● **Data items**:
'''

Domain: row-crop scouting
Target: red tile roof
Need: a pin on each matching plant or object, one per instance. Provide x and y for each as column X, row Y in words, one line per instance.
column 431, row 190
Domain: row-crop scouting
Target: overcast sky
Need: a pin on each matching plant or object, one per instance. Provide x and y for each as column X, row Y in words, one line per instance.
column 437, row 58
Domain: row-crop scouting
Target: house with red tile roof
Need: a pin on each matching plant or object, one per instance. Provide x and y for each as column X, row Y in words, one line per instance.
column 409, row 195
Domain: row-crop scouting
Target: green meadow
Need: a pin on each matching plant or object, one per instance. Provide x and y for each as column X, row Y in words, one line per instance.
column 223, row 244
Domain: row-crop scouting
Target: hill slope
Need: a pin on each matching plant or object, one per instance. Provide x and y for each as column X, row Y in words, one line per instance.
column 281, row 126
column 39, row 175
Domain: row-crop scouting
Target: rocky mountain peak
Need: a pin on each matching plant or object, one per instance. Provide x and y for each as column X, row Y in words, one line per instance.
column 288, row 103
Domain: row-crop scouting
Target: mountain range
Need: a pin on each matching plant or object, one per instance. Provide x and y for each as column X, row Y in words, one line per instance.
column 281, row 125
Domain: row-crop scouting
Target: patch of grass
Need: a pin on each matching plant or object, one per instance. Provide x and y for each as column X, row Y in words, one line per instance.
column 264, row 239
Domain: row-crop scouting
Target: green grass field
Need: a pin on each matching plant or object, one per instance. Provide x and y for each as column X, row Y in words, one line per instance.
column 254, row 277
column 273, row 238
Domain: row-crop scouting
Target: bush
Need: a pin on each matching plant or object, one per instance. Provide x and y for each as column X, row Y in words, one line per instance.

'''

Within the entries above, find the string "roof" and return each line that holds it.

● **Solution for this exercise**:
Target: red tile roof
Target: house with red tile roof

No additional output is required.